____ Provided information
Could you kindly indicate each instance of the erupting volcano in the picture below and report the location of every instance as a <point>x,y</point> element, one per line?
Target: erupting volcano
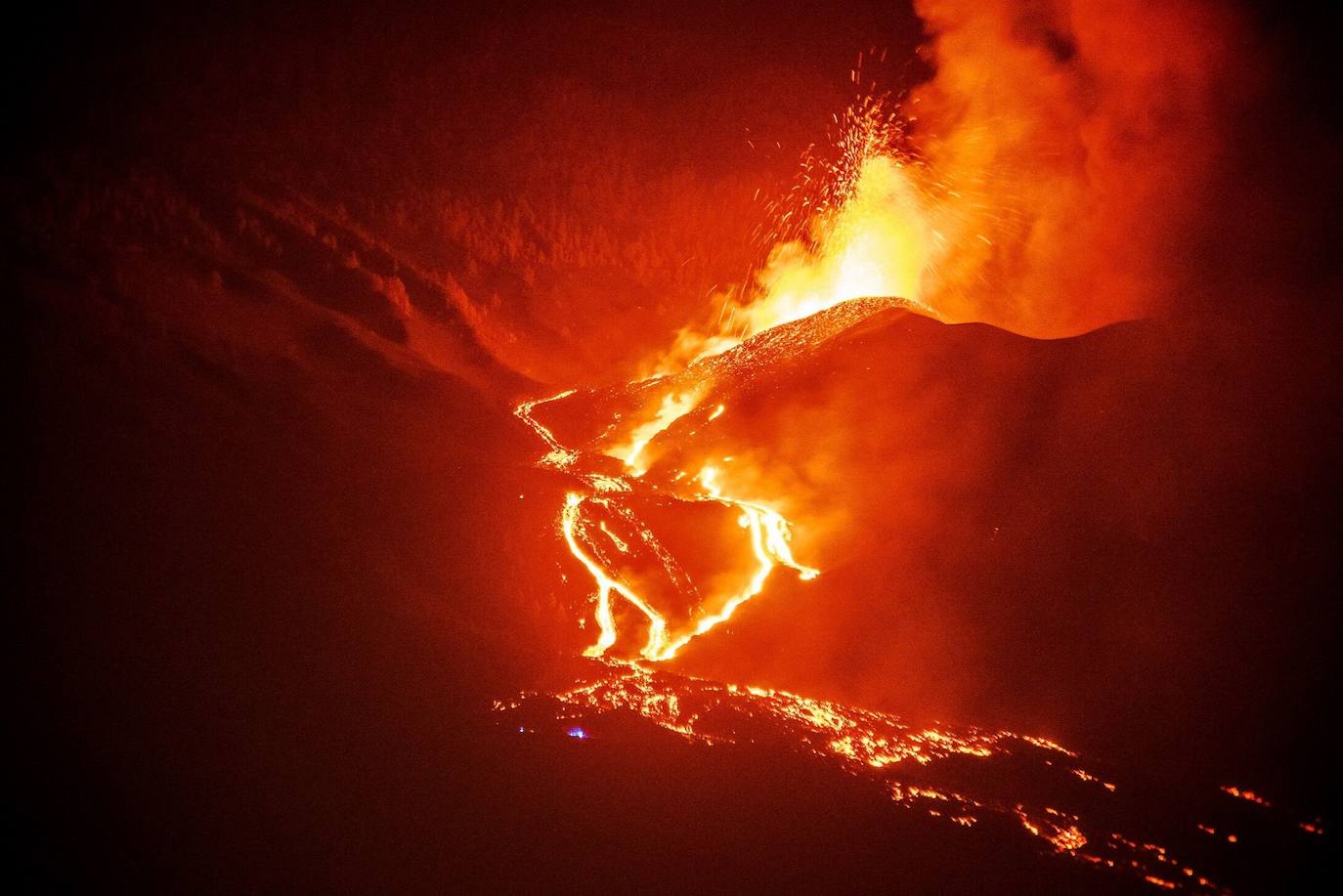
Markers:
<point>499,450</point>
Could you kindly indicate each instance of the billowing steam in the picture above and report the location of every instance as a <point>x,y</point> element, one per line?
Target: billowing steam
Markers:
<point>1052,178</point>
<point>1073,146</point>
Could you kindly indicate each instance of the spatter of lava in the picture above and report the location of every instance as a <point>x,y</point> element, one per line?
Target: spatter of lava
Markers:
<point>922,769</point>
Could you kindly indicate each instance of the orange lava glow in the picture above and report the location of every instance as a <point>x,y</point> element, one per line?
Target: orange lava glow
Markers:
<point>869,745</point>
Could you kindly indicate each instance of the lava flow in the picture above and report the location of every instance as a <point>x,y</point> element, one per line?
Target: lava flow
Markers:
<point>868,240</point>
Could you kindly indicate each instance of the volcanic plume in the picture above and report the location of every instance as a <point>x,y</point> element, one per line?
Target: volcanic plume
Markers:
<point>700,448</point>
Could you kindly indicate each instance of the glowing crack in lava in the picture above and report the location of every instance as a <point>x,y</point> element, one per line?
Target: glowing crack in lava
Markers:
<point>920,767</point>
<point>868,239</point>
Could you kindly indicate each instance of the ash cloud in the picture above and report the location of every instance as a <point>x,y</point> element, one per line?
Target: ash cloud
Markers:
<point>1080,152</point>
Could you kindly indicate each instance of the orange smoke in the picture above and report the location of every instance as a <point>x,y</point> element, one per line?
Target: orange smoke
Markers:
<point>1073,146</point>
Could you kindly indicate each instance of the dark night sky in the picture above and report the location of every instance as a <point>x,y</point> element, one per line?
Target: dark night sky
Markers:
<point>259,509</point>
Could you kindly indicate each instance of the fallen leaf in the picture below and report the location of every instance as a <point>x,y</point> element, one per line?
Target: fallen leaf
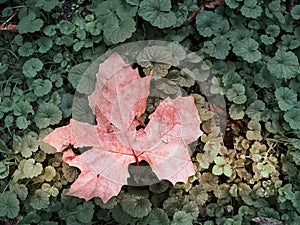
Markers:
<point>118,101</point>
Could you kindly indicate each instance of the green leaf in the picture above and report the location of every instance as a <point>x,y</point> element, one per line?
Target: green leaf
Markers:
<point>20,189</point>
<point>158,216</point>
<point>293,118</point>
<point>9,204</point>
<point>236,112</point>
<point>219,47</point>
<point>273,30</point>
<point>158,13</point>
<point>41,87</point>
<point>116,30</point>
<point>191,208</point>
<point>26,49</point>
<point>85,212</point>
<point>31,169</point>
<point>44,44</point>
<point>255,109</point>
<point>3,68</point>
<point>182,218</point>
<point>286,97</point>
<point>22,108</point>
<point>40,200</point>
<point>50,30</point>
<point>233,4</point>
<point>66,104</point>
<point>284,65</point>
<point>108,205</point>
<point>159,187</point>
<point>22,122</point>
<point>31,67</point>
<point>267,40</point>
<point>251,9</point>
<point>66,27</point>
<point>247,49</point>
<point>119,215</point>
<point>295,12</point>
<point>78,45</point>
<point>236,94</point>
<point>238,34</point>
<point>296,202</point>
<point>76,73</point>
<point>136,205</point>
<point>209,23</point>
<point>286,193</point>
<point>47,5</point>
<point>47,114</point>
<point>29,24</point>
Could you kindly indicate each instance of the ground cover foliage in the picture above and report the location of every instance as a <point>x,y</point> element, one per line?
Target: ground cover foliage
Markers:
<point>252,47</point>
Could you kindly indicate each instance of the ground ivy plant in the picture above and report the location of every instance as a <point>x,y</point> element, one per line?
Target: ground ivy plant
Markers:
<point>246,173</point>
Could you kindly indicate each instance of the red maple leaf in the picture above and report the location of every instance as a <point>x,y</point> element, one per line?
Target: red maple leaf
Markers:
<point>118,101</point>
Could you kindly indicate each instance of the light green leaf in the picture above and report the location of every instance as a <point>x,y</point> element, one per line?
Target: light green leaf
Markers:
<point>284,65</point>
<point>31,169</point>
<point>31,67</point>
<point>29,24</point>
<point>247,49</point>
<point>20,189</point>
<point>40,200</point>
<point>9,205</point>
<point>41,87</point>
<point>286,97</point>
<point>158,13</point>
<point>136,205</point>
<point>209,23</point>
<point>47,114</point>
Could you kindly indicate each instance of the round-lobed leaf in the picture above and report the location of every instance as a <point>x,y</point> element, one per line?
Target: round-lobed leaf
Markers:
<point>31,67</point>
<point>158,13</point>
<point>47,114</point>
<point>9,204</point>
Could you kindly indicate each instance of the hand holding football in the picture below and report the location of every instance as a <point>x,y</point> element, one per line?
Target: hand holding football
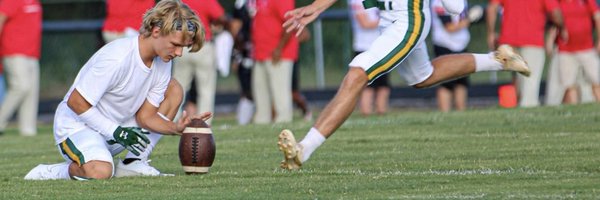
________
When you reach the line holding "Could you kindly indicate each instance of the light" in the records above, begin reproducing exactly, stop after the line holding "Target: light green leaf", and output nothing else.

--- Task answer ---
Could you kindly indicate each instance of the light green leaf in the picture above and report the location of every instance as a <point>x,y</point> element, one per line?
Target: light green leaf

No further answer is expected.